YOUR TASK:
Below are some records; reproduce them exactly.

(Stored data)

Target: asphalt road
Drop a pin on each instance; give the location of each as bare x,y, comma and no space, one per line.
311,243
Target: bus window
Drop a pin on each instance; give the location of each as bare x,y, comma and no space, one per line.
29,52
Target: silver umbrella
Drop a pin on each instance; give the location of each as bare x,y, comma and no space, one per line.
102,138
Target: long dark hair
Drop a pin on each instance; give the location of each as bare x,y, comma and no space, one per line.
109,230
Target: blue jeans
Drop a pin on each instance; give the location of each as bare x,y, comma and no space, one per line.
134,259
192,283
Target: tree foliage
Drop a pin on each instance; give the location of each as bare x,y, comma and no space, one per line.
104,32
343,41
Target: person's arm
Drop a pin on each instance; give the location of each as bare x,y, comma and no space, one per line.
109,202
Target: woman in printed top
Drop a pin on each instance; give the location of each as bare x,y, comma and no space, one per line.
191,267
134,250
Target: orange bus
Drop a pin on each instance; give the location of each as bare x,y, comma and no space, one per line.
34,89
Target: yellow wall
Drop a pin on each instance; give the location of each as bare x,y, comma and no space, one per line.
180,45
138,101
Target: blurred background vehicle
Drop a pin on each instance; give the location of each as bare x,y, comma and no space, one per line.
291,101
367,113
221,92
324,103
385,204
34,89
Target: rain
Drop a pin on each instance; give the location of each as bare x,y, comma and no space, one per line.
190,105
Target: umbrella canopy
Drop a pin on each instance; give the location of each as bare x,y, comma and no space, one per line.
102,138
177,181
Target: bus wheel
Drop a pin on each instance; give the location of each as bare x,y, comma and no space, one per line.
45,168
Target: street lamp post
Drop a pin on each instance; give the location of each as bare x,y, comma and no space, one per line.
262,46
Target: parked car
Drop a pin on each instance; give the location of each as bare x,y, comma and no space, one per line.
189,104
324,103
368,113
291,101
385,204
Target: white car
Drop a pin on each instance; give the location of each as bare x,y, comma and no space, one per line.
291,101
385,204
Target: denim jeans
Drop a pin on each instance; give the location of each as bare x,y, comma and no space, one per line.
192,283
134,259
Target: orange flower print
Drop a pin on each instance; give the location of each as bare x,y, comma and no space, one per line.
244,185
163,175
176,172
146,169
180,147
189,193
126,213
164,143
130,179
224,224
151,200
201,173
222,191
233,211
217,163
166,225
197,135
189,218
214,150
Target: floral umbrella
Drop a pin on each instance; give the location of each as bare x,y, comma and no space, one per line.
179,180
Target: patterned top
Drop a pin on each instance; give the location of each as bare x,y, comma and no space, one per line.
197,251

EXERCISE ANSWER:
Target: asphalt road
Drop a pin on each instance; give the location of each as bare x,y, comma and no space, one per line.
311,243
Target: bus window
Drop a pin on each instance; give the location of each as bare x,y, comma and no space, one per line.
29,52
Target: silver umbrella
Drop a pin on each instance; give the location of each as bare x,y, comma and no space, one per line.
102,138
Target: long dark hair
Drop a pin on each instance; give the location of each as bare x,y, comma and no space, one per line.
109,230
Target: blue jeans
Drop a pin on each instance; give the location of each as bare x,y, comma and no space, one per line.
134,259
192,283
Target: tree foliage
Drop a pin on each instance; give the location of each as bare x,y, comma and no space, one per line.
104,32
343,41
Target: person's arm
Drop a pin on each instance; give the location of each as bare x,y, comma and no space, one per line.
109,202
Target: woman in printed top
Drop a pin on each instance; give the location of each as bare x,y, comma and no space, one per line.
191,267
134,250
Target: orange bus
Drop a pin on each instance; give the location of each as bare x,y, comma and no space, one per line.
34,89
Target: yellow wall
Drop a pin on each instance; give the location of each as bare x,y, comma and no space, one per line.
180,45
138,101
Target: blurred background vehicle
Drop a pin on each instance; give the location of each as bare x,y, comma and no space, one per line.
291,101
367,113
221,92
324,103
385,204
34,89
Target: rain
Drop a pin on each instance; give the location of each as bare x,y, comma and no space, one per line.
190,105
Target: umbrella canopy
Drop a pin on each instance; give the location of each as bare x,y, comma and no space, one per line.
102,138
177,181
Target: bus wheel
Drop a pin on each instance; give the location of each as bare x,y, comma and no space, one per line.
45,168
Target: street lamp post
Drop a pin on each instance; give the location of each as bare x,y, comma and no space, one per line.
262,46
Target: parked car
Drop a pin on each instance; give the location of each as bare x,y, comma and no space, one per line.
189,104
324,103
368,113
291,101
385,204
Target: white car
Drop a pin on each instance; give the location of each as bare x,y, comma and no space, one per line.
291,101
385,204
Target: denim jeans
Drop a pin on each instance; give the location of each as bare x,y, comma and no space, one per line.
192,283
134,259
Target: orange flower print
Drop a pin on each instance; give the location of each as bare x,y, comma and no space, one per line.
244,185
163,175
176,172
146,169
180,147
189,193
126,213
164,143
130,179
224,224
151,200
201,173
222,191
233,211
217,163
166,225
197,135
189,218
214,150
Target: floral umbrella
Drop a pin on each instance; give the location of each as bare x,y, comma and no space, one per line.
179,180
Target: patterned top
Drop a pin on each instance; give the location of each as bare x,y, comma and no space, one per line.
197,251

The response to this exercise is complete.